Excerpted text:
↓↓↓
In [None]:
import numpy as np
import pandas as pd
import seaborn as sns
import matplotlib.pyplot as plt
from sklearn.datasets import make_blobs
from sklearn.linear_model import LogisticRegression
from sklearn.tree import DecisionTreeClassifier
import sklearn.tree
from sklearn.inspection import DecisionBoundaryDisplay
from sklearn.model_selection import train_test_split
from dtreeviz.trees import dtreeviz

Using make_blobs to generate some data for classification:
https://docs.w3cub.com/scikit_learn/modules/generated/sklearn.datasets.make_blobs

In [None]:
x, y = make_blobs(n_samples=300,
                  random_state=0, 
                  cluster_std=2)

In [None]:
df = pd.DataFrame({'x0':x[:,0], 
                   'x1':x[:,1], 
                   'y':y})

In [None]:
sns.scatterplot(data=df,
                x='x0',
                y='x1',
                hue='y',
                palette=['red','green','blue'])

## Train/test split

In [None]:
x_train, x_test, y_train, y_test = train_test_split(df[['x0','x1']], 
                                                    df['y'], 
                                                    random_state=0)

## First, Logistic Regression

In [None]:
logreg_clf = LogisticRegression()
logreg_clf.fit(x_train, y_train)

In [None]:
DecisionBoundaryDisplay.from_estimator(logreg_clf, 
                                       df[['x0','x1']], 
                                       response_method="predict",
                                       cmap="RdBu", 
                                       alpha=0.5
)

sns.scatterplot(data=df,
                x='x0', 
                y='x1',
                hue='y',
                palette=['red','green','blue'])

plt.legend(bbox_to_anchor=(1.05, 1), loc='upper left')

In [None]:
test_score = logreg_clf.score(x_test, y_test)
print(f"Accuracy of Logistic Regression: {test_score:.2f}")

## Decision Tree

In [None]:
#tree_clf = DecisionTreeClassifier()

tree_clf = DecisionTreeClassifier(max_depth=2)
↑↑↑
Listed entries:
↓↓↓
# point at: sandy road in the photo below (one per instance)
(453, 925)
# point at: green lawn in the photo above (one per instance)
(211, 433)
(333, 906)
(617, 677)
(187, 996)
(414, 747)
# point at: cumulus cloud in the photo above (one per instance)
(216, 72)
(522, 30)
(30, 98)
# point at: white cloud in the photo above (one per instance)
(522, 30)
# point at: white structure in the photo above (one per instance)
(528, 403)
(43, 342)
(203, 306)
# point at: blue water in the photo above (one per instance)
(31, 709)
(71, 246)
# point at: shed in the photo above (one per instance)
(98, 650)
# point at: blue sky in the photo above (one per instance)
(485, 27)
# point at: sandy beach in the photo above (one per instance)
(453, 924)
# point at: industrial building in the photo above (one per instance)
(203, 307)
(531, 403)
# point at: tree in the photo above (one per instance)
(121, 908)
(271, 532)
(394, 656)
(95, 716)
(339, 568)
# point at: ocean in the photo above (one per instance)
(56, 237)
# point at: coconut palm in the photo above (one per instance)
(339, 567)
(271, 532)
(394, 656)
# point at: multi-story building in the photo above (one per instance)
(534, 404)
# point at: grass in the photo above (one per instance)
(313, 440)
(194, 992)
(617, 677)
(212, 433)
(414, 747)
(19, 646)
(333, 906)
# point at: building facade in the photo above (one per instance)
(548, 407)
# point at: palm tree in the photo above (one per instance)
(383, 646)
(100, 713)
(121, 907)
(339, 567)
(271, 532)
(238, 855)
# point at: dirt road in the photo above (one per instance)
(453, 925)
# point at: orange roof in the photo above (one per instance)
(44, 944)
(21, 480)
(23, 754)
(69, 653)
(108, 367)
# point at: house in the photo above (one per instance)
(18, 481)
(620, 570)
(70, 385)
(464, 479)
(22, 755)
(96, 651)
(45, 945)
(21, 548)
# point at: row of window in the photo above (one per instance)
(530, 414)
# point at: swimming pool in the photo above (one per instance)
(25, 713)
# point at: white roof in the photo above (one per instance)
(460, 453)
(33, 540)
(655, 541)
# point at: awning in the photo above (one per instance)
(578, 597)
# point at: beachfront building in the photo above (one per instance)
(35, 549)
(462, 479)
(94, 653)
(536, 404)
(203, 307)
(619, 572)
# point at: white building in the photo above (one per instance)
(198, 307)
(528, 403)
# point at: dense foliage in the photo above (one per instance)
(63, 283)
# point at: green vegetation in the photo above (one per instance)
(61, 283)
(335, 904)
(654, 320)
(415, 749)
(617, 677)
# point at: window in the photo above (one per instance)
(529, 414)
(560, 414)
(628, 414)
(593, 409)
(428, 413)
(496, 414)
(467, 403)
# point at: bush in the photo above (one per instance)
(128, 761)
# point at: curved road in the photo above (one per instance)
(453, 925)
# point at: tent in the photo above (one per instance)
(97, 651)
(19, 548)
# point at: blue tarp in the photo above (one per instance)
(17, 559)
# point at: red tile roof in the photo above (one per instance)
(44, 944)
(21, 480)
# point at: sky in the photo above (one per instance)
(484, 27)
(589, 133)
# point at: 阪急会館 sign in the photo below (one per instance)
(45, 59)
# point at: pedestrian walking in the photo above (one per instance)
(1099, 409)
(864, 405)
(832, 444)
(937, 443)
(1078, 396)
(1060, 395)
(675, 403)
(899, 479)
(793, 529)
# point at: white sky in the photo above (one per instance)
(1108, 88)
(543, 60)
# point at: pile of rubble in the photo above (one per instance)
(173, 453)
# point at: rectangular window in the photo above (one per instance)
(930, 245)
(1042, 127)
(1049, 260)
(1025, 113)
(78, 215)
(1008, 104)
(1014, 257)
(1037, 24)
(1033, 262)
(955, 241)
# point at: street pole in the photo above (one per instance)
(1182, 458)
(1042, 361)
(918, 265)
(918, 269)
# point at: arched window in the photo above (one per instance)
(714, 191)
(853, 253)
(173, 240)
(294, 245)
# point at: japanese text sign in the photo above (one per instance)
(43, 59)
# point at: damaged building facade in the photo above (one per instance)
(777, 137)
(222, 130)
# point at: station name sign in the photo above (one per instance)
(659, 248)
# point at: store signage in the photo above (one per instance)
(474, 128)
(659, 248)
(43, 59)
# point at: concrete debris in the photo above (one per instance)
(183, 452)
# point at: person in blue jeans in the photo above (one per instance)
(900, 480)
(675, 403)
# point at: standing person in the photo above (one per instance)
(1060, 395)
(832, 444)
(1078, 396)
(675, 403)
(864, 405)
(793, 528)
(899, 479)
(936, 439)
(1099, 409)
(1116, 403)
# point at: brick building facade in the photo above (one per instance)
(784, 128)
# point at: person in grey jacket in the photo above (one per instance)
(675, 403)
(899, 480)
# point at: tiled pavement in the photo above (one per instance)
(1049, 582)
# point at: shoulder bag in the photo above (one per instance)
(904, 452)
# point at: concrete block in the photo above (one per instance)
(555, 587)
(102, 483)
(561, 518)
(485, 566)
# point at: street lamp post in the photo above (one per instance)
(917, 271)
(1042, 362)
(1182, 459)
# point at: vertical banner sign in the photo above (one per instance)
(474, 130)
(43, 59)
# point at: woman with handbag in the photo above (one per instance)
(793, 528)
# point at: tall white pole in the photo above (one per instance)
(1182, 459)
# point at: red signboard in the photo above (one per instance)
↑↑↑
Task list:
1. Answer these about the classification notebook:
(a) What value is given for n_samples when make_blobs is called?
(b) Which three colors are passed as the palette for the scatter plots?
(c) What max_depth is set for the DecisionTreeClassifier that is not commented out?
2. Please write the next part of the classification notebook, starting after its last line.
The data have nothing to do with the classification notebook.

Expected results:
1.
(a) 300
(b) Red, green and blue
(c) 2

2.
In [None]:
tree_clf.fit(x_train, y_train)

In [None]:
DecisionBoundaryDisplay.from_estimator(tree_clf, 
                                       df[['x0','x1']], 
                                       response_method="predict",
                                       cmap="RdBu", 
                                       alpha=0.5
)

sns.scatterplot(data=df,
                x='x0', 
                y='x1',
                hue='y',
                palette=['red','green','blue'])

plt.legend(bbox_to_anchor=(1.05, 1), loc='upper left')

In [None]:
text_representation = sklearn.tree.export_text(tree_clf)
print(text_representation)

In [None]:
tree_clf.classes_

In [None]:
plt.figure(figsize=(12,8))
sklearn.tree.plot_tree(tree_clf, 
               feature_names=['x0','x1'],  
               class_names=[str(i) for i in tree_clf.classes_],
               filled=True);

In [None]:
plt.figure(figsize=(12,8))
dtreeviz(tree_clf, 
         df[['x0','x1']], 
         df['y'],
         feature_names=['x0','x1'],
         class_names=[i for i in tree_clf.classes_],
         target_name="y")

In [None]:
test_score = tree_clf.score(x_test, y_test)
print(f"Accuracy of Decision Tree: {test_score:.2f}")

### How to make predictions?

In [None]:
sample = pd.DataFrame({"x0": [0.], "x1": [1]})
print('Predicted Class:',tree_clf.predict(sample))

In [None]:
y_pred_proba = tree_clf.predict_proba(sample)
print(y_pred_proba)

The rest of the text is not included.